* _PROBLEM_
Gather every line of the material below that contains the word "blanket" and copy each one out in full.

* _EXTRACTED MATERIAL_
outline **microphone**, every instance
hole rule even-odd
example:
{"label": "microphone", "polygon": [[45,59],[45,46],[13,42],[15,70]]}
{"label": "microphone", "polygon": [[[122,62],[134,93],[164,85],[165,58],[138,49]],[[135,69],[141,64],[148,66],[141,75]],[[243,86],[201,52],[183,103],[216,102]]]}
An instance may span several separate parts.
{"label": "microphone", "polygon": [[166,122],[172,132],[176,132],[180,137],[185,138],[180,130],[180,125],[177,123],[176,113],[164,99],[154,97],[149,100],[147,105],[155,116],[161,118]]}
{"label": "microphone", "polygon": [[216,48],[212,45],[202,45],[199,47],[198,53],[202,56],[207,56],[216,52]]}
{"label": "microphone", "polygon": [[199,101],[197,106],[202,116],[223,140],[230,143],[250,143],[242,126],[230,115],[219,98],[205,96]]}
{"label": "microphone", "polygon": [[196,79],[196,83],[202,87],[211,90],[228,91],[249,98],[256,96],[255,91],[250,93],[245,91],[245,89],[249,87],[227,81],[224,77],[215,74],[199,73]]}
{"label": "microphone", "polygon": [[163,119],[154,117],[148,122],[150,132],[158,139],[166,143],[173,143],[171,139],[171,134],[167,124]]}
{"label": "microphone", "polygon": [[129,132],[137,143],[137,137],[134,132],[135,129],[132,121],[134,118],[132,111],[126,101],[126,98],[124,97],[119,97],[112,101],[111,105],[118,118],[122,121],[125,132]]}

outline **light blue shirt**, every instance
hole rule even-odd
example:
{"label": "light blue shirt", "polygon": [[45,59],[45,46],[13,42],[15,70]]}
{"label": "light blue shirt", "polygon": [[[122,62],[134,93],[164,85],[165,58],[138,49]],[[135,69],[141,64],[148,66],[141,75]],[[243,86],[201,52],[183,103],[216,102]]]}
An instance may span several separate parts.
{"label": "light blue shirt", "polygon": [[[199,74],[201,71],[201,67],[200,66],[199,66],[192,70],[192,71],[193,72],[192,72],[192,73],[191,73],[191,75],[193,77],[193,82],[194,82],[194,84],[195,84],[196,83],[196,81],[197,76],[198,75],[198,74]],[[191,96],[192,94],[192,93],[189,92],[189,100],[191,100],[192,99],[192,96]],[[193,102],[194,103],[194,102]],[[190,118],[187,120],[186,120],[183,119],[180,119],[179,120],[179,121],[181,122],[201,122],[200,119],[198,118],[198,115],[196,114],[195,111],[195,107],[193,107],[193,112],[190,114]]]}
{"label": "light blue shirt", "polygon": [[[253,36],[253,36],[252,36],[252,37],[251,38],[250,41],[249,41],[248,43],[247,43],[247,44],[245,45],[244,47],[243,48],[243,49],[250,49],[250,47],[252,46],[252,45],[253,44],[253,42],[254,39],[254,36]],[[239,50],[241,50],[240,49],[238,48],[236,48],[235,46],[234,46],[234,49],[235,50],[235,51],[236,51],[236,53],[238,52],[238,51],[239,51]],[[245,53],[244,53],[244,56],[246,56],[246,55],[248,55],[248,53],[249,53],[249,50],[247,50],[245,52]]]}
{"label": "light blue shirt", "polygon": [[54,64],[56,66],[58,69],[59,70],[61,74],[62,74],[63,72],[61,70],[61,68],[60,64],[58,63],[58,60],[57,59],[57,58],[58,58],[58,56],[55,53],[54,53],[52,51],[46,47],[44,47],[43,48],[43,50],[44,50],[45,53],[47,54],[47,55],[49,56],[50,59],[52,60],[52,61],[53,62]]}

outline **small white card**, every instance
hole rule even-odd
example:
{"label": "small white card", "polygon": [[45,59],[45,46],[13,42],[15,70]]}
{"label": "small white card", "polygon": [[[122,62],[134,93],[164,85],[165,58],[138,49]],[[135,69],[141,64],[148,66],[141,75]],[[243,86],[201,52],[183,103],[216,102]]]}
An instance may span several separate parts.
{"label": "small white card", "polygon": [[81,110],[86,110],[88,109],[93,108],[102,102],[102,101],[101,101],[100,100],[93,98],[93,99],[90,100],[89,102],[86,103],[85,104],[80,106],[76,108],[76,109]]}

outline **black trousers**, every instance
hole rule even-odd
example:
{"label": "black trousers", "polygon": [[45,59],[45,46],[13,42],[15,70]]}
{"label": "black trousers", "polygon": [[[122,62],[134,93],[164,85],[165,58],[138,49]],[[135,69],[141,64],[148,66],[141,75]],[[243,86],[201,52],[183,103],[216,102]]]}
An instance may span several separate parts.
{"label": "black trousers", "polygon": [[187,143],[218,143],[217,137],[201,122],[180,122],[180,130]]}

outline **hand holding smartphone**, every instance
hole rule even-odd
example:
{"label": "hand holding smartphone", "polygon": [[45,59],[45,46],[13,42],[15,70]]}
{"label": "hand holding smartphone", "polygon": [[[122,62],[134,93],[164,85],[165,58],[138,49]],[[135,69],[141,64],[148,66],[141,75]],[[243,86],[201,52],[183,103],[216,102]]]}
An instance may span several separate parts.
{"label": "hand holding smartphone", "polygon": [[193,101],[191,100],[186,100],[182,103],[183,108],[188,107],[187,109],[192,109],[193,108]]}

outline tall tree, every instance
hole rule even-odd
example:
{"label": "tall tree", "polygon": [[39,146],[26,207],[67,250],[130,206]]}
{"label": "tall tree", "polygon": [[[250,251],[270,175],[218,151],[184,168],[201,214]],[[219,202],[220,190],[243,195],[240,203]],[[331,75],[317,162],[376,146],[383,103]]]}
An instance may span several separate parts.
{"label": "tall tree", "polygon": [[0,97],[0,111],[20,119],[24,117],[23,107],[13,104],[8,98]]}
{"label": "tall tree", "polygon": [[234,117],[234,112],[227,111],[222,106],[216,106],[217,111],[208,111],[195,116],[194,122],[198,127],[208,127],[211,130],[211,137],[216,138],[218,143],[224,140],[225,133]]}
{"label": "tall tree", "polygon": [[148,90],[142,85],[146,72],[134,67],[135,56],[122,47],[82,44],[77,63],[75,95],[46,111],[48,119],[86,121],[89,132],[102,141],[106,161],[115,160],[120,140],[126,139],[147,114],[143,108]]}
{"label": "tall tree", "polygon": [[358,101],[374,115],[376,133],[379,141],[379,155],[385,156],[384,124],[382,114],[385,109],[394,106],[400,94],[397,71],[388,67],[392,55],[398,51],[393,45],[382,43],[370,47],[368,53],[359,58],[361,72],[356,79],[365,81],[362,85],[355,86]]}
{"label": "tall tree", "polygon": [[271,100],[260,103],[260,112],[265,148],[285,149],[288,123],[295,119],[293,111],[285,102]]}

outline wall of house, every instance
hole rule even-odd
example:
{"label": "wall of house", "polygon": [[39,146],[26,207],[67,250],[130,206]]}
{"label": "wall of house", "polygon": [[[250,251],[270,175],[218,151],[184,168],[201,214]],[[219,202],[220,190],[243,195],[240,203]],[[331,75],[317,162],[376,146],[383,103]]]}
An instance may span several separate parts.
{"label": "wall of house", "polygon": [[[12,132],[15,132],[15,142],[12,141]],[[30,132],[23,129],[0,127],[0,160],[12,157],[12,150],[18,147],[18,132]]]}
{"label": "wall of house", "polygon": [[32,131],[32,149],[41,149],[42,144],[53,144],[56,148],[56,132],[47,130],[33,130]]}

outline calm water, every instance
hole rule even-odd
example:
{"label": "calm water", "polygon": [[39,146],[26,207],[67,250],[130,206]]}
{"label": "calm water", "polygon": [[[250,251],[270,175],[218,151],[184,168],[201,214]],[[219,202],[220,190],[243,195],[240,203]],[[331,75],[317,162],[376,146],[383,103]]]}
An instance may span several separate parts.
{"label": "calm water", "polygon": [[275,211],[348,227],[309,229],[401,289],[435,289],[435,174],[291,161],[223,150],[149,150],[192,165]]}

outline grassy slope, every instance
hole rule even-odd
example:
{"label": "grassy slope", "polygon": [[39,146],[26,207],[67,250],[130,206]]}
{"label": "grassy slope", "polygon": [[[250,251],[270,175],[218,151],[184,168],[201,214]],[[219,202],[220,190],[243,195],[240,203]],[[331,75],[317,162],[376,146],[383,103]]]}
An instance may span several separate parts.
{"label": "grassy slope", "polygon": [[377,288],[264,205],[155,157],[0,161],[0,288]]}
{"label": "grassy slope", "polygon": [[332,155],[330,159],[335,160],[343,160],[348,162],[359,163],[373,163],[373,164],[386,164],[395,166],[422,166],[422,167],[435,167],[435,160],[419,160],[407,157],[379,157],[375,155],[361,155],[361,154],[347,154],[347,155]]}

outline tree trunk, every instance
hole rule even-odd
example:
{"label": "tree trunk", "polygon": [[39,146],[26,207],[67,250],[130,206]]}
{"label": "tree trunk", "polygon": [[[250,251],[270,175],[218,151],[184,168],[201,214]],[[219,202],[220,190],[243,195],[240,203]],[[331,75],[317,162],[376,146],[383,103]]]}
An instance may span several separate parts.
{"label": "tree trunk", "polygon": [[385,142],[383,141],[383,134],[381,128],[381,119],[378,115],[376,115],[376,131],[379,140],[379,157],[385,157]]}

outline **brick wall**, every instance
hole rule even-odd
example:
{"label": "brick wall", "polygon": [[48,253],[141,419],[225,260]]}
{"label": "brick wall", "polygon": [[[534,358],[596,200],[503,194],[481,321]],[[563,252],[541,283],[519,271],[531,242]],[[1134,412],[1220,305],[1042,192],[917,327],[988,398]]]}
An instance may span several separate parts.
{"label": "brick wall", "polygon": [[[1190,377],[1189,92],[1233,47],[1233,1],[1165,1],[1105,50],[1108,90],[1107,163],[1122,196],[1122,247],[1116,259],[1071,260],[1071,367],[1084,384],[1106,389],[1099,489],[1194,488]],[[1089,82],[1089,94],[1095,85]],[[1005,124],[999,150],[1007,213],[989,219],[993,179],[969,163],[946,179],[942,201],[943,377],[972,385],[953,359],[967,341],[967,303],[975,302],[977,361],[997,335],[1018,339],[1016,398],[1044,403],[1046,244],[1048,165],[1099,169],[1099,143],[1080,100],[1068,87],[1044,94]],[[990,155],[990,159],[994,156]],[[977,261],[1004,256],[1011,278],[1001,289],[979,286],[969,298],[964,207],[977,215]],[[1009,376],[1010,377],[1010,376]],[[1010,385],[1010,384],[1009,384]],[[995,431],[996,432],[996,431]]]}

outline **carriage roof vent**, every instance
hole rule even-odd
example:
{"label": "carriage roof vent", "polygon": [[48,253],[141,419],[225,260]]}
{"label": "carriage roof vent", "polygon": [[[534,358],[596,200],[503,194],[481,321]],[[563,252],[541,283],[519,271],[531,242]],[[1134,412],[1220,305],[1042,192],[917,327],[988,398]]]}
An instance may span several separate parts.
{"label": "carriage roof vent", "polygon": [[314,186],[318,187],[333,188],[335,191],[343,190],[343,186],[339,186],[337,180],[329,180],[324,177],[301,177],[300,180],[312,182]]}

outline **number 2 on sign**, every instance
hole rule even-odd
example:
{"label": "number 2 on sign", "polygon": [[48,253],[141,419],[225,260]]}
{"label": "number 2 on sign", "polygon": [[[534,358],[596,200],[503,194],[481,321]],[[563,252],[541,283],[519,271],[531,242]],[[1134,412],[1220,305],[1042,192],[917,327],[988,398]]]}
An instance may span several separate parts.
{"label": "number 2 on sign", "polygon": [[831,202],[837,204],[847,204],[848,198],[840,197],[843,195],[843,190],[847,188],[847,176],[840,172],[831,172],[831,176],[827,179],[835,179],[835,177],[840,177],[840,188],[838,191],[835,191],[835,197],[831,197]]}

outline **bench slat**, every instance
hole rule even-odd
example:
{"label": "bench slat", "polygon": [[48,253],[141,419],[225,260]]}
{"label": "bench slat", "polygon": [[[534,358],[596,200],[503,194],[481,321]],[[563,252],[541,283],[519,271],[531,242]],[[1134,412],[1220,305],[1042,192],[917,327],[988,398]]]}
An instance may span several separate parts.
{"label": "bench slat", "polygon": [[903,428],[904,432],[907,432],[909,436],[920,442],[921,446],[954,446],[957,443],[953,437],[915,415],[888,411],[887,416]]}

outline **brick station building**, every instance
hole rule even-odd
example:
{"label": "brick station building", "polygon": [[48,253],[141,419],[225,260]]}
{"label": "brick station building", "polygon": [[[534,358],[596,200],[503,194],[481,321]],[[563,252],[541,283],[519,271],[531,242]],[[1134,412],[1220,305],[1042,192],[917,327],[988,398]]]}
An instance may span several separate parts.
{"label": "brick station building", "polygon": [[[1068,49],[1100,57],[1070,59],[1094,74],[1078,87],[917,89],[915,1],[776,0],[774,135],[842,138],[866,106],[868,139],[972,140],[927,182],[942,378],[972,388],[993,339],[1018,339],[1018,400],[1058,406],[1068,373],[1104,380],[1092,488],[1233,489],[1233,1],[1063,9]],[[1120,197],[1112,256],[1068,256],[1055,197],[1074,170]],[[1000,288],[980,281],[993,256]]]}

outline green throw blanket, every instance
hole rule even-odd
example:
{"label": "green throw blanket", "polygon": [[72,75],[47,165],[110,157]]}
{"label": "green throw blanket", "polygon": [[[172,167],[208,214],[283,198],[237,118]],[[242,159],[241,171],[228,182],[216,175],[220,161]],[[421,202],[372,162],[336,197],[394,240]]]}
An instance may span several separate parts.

* _CORRECT RESPONSE_
outline green throw blanket, every instance
{"label": "green throw blanket", "polygon": [[72,75],[47,165],[110,157]]}
{"label": "green throw blanket", "polygon": [[[172,167],[208,214],[283,198],[237,118]],[[242,159],[241,171],[228,182],[216,175],[220,161]],[[421,202],[372,162],[336,197],[394,240]]]}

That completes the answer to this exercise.